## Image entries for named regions
* * *

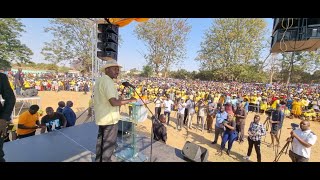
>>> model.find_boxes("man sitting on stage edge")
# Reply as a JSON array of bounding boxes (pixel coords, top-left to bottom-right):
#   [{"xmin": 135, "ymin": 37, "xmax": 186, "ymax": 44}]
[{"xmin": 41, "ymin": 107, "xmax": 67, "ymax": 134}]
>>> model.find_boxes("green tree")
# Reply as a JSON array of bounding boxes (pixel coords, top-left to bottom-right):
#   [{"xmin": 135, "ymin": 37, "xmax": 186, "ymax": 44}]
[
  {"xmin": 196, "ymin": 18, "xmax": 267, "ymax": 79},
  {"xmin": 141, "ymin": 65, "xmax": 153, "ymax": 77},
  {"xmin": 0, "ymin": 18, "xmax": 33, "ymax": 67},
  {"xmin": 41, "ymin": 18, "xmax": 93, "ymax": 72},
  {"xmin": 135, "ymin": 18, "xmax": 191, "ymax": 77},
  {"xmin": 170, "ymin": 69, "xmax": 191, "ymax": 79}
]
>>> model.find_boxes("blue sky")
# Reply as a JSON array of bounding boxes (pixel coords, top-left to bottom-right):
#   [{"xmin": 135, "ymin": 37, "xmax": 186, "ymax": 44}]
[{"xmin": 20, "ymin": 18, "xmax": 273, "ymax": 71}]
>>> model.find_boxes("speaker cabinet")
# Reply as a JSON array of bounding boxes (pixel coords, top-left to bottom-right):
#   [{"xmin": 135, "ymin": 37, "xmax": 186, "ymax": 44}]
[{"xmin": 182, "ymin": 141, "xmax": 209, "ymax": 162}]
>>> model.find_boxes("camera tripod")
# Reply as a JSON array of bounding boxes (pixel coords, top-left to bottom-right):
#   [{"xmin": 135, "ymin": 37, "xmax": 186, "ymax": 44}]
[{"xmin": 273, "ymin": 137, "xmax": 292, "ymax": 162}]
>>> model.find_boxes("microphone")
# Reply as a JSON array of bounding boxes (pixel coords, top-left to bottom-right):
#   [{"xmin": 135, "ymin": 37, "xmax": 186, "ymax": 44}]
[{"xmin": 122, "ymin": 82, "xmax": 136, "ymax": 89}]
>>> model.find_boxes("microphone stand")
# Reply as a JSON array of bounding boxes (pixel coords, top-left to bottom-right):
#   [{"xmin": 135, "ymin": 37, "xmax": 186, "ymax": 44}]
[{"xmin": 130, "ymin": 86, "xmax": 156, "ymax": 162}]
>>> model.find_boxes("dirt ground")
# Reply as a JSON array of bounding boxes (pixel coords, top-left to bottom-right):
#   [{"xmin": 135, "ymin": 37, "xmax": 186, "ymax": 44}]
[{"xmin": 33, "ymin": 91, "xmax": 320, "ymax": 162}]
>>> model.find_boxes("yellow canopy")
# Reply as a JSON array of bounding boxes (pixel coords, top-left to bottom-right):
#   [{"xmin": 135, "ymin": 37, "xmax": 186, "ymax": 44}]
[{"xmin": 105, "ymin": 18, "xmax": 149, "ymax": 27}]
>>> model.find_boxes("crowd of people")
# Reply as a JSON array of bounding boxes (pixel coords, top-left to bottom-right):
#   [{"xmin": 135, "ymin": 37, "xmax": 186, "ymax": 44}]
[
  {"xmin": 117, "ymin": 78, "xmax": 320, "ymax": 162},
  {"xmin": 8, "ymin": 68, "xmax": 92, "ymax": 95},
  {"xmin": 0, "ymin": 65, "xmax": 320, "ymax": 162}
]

* * *

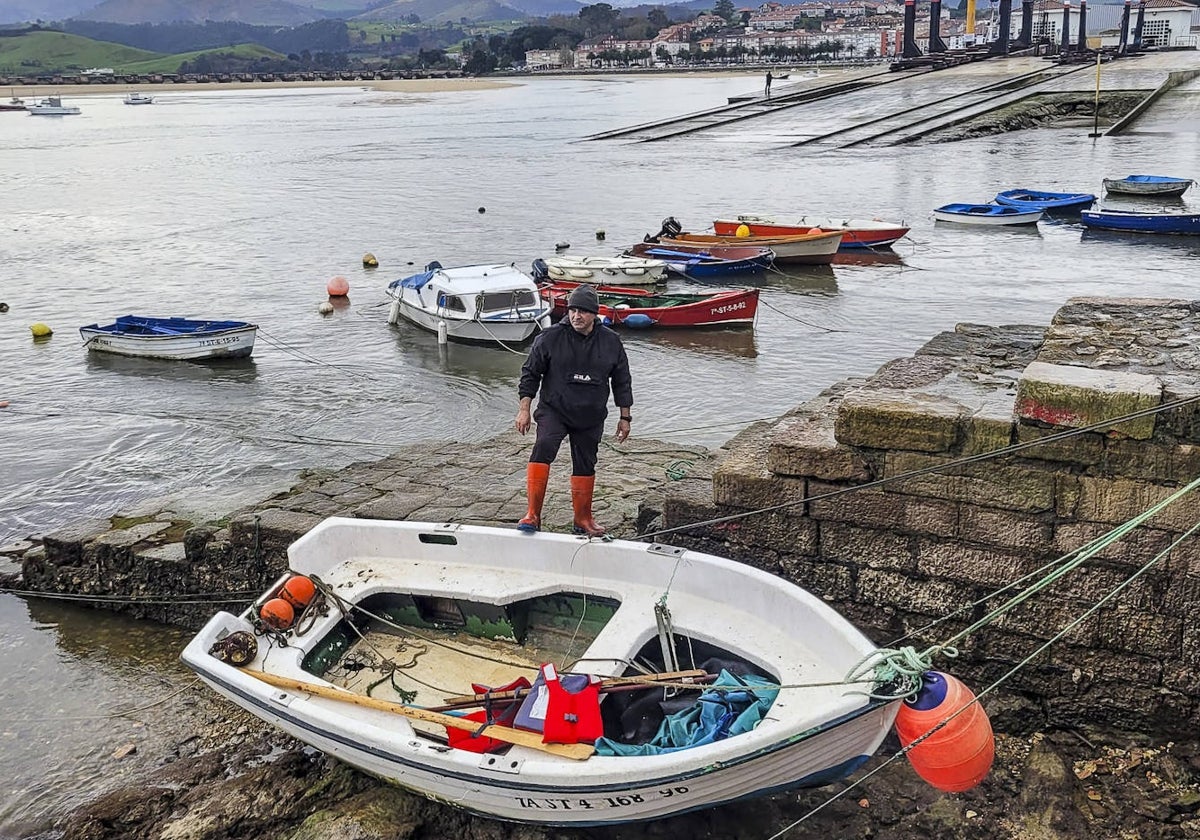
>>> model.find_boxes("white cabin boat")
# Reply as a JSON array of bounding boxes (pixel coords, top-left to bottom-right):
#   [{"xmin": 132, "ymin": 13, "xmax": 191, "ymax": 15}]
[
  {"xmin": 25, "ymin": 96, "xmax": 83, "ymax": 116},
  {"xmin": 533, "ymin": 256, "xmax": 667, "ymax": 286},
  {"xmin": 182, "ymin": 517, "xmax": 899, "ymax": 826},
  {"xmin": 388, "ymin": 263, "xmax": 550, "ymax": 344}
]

* * *

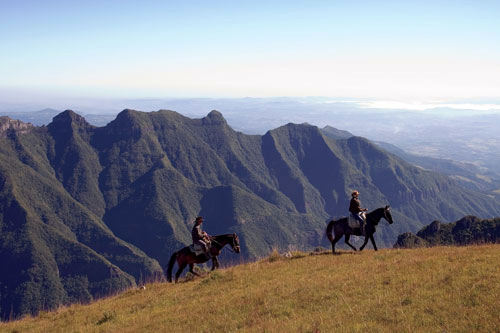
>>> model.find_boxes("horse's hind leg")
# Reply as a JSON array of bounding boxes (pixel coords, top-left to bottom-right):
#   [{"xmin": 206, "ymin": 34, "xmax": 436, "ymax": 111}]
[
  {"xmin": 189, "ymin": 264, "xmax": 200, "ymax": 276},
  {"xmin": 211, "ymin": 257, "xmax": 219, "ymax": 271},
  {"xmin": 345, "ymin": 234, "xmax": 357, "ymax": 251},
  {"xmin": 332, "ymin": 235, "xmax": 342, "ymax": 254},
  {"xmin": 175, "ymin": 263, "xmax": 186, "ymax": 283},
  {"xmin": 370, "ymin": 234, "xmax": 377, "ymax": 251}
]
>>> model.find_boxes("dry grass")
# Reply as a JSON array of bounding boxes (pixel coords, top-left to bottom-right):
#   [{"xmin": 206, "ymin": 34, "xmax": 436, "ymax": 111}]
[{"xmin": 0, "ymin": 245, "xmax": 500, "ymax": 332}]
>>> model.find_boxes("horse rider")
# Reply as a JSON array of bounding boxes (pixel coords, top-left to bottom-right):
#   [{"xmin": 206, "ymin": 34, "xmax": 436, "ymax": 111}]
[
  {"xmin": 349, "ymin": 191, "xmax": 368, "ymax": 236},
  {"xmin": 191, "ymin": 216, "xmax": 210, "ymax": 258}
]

* * *

## TO DO
Pick out each line of the records that contains the string "microphone". Count only matches with the same letter case.

## EXERCISE OUTPUT
>>> model.find_boxes("microphone")
>>> model.find_boxes("microphone stand")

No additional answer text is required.